◆ **WHAT THE TASK REQUIRES**
The whole of the data is to be returned without a single change.

=== EXTRACTED RECORDS ===

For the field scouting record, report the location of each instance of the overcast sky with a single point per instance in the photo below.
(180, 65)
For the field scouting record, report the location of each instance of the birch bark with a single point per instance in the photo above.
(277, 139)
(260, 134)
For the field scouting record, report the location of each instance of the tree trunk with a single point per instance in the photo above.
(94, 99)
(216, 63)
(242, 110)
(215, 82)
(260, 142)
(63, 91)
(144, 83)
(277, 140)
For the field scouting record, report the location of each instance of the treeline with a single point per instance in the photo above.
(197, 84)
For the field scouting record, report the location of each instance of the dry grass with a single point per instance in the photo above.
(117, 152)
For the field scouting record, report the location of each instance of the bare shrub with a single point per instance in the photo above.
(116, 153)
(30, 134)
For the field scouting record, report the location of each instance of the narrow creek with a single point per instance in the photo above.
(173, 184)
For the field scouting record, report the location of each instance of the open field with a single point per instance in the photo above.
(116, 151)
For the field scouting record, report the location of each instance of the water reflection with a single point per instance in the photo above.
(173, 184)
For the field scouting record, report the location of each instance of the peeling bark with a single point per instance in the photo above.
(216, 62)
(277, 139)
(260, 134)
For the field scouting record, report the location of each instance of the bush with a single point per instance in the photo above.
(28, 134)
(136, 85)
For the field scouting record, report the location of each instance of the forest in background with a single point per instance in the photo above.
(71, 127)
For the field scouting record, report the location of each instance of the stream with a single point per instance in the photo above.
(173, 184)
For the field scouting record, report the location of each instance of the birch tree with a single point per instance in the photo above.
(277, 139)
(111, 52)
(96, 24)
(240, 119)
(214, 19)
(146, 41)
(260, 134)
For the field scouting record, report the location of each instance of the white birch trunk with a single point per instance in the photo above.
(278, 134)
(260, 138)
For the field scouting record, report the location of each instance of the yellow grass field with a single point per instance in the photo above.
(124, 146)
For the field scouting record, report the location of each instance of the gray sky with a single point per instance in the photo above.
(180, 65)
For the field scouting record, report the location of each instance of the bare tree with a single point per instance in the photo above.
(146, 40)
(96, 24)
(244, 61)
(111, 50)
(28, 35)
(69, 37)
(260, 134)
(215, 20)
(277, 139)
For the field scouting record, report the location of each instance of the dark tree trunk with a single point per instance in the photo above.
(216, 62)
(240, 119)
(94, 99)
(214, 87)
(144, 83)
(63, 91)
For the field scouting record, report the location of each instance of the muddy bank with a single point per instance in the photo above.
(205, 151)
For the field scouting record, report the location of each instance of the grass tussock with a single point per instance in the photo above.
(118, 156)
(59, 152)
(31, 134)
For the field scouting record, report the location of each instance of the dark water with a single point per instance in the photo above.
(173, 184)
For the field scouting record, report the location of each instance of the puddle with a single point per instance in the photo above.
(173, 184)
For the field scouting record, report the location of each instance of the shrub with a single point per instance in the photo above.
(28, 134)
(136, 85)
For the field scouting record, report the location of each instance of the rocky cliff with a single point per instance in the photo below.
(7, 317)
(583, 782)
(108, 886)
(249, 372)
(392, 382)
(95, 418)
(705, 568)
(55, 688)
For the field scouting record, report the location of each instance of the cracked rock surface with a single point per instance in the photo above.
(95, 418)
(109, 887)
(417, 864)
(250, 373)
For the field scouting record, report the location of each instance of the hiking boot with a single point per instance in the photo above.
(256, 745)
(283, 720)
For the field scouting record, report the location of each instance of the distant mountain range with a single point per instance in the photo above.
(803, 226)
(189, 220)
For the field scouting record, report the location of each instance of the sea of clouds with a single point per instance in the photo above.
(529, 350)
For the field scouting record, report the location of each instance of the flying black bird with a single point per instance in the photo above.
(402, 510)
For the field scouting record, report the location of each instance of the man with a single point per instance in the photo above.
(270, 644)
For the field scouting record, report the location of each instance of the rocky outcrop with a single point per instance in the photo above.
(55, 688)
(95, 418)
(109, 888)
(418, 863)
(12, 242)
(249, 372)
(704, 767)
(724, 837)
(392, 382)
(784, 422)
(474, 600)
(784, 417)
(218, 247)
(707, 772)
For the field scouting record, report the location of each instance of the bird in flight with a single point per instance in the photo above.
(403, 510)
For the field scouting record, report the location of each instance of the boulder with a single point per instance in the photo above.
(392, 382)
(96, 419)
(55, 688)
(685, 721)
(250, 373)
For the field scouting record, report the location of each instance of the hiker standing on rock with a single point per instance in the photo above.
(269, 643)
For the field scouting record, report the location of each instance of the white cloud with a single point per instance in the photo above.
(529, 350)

===

◆ **THE ANSWER**
For the field scouting record, report the location of each instance of the overcast sky with a single point per instance in the photo below.
(180, 65)
For the field scouting record, report the location of each instance of the birch bark with a single point per instance in the photo above.
(277, 139)
(260, 134)
For the field scouting record, report the location of each instance of the tree trunk with a single point per instance in the photo above.
(94, 99)
(216, 63)
(242, 110)
(215, 82)
(260, 142)
(63, 91)
(144, 83)
(277, 140)
For the field scouting record, report the location of each instance of the treeline with a single point per instance in the photo above.
(197, 84)
For the field scouting record, report the location of each instance of the dry grass with a single point per instance in the photo above.
(117, 152)
For the field scouting record, report the location of each instance of the bare shrub with a single point per instance in the photo above.
(116, 153)
(30, 134)
For the field scouting record, report the location of each instance of the narrow creek with a single point per instance in the photo above.
(173, 184)
For the field scouting record, report the location of each instance of the open field with a single point per instance in the photo above.
(116, 151)
For the field scouting record, report the location of each instance of the water reflection with a single point per instance in the photo above.
(173, 184)
For the field scouting record, report the location of each instance of the peeling bark with a single point per instance in the photo above.
(216, 62)
(277, 139)
(260, 134)
For the field scouting record, report the location of each instance of the bush with a single point per instance in the photo above.
(28, 134)
(136, 85)
For the field scouting record, report the location of each instance of the forest in background with a single point per instance in the photo above.
(71, 127)
For the field scouting record, report the location of each instance of the stream with a single point per instance in the photo above.
(173, 184)
For the field scouting record, report the location of each instance of the birch tree with a single point per instance in the photo above.
(277, 139)
(111, 52)
(96, 24)
(240, 119)
(214, 19)
(146, 41)
(260, 134)
For the field scouting record, report the location of each instance of the white birch trunk with a single point per instance in the photo above.
(278, 134)
(260, 138)
For the field scouting record, report the location of each instance of the yellow grass field with a single point per instance in the photo above.
(124, 146)
For the field scouting record, report the location of each instance of the gray sky with a single point per instance in the photo above.
(180, 65)
For the field scouting record, report the location of each instance of the bare tree with a single point per instance in the photo above.
(146, 40)
(96, 24)
(244, 61)
(111, 50)
(28, 35)
(69, 37)
(260, 134)
(215, 20)
(277, 139)
For the field scouting record, report the location of each instance of the dark tree trunk with a single point per instance in the photo above.
(216, 62)
(240, 119)
(94, 99)
(214, 87)
(144, 83)
(63, 91)
For the field scouting record, report the location of each instance of the muddy bank with a single point per instance in the photo above.
(205, 151)
For the field scouting record, report the location of each instance of the grass tussock with a single point per instance in the photo above.
(118, 156)
(59, 152)
(31, 134)
For the field scouting record, report the location of each instance of the dark water with a single point per instance in the photo above.
(173, 184)
For the field scouting record, report the location of each instance of the puddle with a single point per instance in the photo above.
(173, 184)
For the field scouting record, report the location of each instance of the shrub with a single point per instance in the photo above.
(28, 134)
(136, 85)
For the field scouting record, report the location of each instance of the rocky cliff with a single point per instance in the photo below.
(7, 317)
(583, 782)
(108, 886)
(249, 372)
(392, 382)
(95, 418)
(705, 568)
(55, 688)
For the field scouting record, report the location of each instance of the cracked rock surface with a single point per instance in the photo above.
(95, 418)
(109, 887)
(417, 864)
(250, 373)
For the field scouting record, report the location of each instance of the hiking boot with a single point per instance in the photo above.
(256, 745)
(283, 720)
For the field scouting record, report the location of each instance of the distant mountain range with a single point per instance in the photo above.
(803, 226)
(189, 220)
For the field scouting record, report the location of each instance of the sea of clouds with a single point per instance in the photo above.
(529, 350)
For the field scouting record, report the location of each instance of the flying black bird with a single point per instance in the photo above.
(402, 510)
For the field scouting record, report the location of each instance of the man with a single point per instance in the photo above.
(270, 644)
For the field scouting record, report the location of each instance of the rocky outcrop with a single point per instance in the photo above.
(55, 688)
(95, 418)
(109, 888)
(418, 863)
(12, 242)
(249, 372)
(704, 767)
(724, 837)
(392, 382)
(784, 422)
(474, 600)
(784, 417)
(218, 247)
(707, 772)
For the field scouting record, report the location of each instance of the bird in flight with a single point per instance in the photo above.
(403, 510)
For the field scouting record, report the location of each instance of the boulder with a single point per instance in the photo above.
(392, 382)
(96, 419)
(55, 688)
(685, 721)
(250, 373)
For the field scouting record, report the location of each instance of the hiker standing on rock with a single point per instance in the photo above.
(269, 643)
For the field scouting record, report the location of each instance of the white cloud with a single point per instance in the photo above.
(529, 350)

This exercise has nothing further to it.